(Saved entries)
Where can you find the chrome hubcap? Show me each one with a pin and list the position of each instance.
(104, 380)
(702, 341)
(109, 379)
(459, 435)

REQUIREMENT:
Repeat the records above exactly.

RESULT OF THIS TASK:
Where can you find the chrome hubcap? Show me each one with a pin and list the position of each instance.
(104, 380)
(702, 341)
(109, 379)
(459, 435)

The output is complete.